PROVIDED TEXT:
1. Although I would like to model this effect at both levels (individual and country), questions about unnaturalness appear only in an earlier Eurobarometer (73.1), precluding an examination of individual attitudes about unnaturalness.

2. Media coverage is the only predictor with substantial missingness (54.2%). However, this data is mostly missing at random because half of the sample was randomly selected to receive this question. Of the remaining predictors, only two have more than 5% missing: trust in E.U. institutions (6.9%) and institutional performance (5.7%). Missing data are imputed using all individual predictors from the analytical model, after which imputed values of the outcome variables are deleted (Von Hippel Citation2007). Following Graham, Olchowski, and Gilreath (Citation2007), I perform 40 imputations to improve the efficiency and replicability of estimates. The imputed analyses are replicated with listwise deletion as a robustness check, and the findings are substantively similar. Reported results use the imputed data; the listwise deletion results are available upon request.

3. The remaining six ‘food worry’ items are excluded because they represent conceptually distinct concerns about diet (e.g. weight gain) and ethics (e.g. animal welfare).

4. With this and other descriptive statistics in the paper, the recommended post-stratification weights are applied. For descriptive statistics of individual subsamples, a post-stratification weight is applied to adjust for gender, age, region, and size of locality within each nation. For descriptive statistics of Europe as a whole, another weight is applied to correct for the fact that national samples are similar sizes despite being drawn from populations of vastly different sizes. This weight ensures that nations are represented within Europe according to their population size and includes all of the lower level weighting factors.

5. Only two of the country-level variables include observations for the four subnational samples (Northern Ireland, Great Britain, and East and West Germany): ‘unnaturalness’ and media coverage. For retail concentration and net trade, national data from the U.K. and Germany are applied to the subsamples.

DATA FOR THE TASK:
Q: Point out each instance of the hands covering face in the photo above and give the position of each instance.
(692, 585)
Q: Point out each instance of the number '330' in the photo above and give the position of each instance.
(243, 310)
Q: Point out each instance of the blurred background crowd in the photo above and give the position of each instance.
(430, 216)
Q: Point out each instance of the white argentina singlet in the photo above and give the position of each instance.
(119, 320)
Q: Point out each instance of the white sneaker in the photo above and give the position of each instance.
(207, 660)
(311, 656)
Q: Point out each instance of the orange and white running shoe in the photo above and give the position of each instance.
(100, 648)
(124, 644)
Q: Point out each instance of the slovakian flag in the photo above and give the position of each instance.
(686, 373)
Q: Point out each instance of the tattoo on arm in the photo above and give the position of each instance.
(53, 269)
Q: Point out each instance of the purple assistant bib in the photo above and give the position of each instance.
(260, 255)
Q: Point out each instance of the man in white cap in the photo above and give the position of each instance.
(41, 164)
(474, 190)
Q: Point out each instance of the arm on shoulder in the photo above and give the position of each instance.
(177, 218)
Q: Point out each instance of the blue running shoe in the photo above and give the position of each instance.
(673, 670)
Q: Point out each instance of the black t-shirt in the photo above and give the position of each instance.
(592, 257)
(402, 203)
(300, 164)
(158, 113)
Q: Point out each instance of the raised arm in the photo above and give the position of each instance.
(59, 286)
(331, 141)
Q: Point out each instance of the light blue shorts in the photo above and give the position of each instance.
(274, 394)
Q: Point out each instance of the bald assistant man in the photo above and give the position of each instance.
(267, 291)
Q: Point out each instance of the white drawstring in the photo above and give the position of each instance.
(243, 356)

THE TASKS:
[a] According to the footnotes, how many imputations were performed?
[b] Turn the records into a numbered list, starting at the line that contains "Q: Point out each instance of the light" and ending with the last line of the records. Leave out any blank lines.

RESULTS FOR EACH TASK:
[a] 40 imputations.

[b]
1. Q: Point out each instance of the light blue shorts in the photo above and give the position of each instance.
2. (274, 394)
3. Q: Point out each instance of the bald assistant man in the photo above and give the position of each instance.
4. (267, 291)
5. Q: Point out each instance of the white drawstring in the photo above and give the position of each instance.
6. (243, 356)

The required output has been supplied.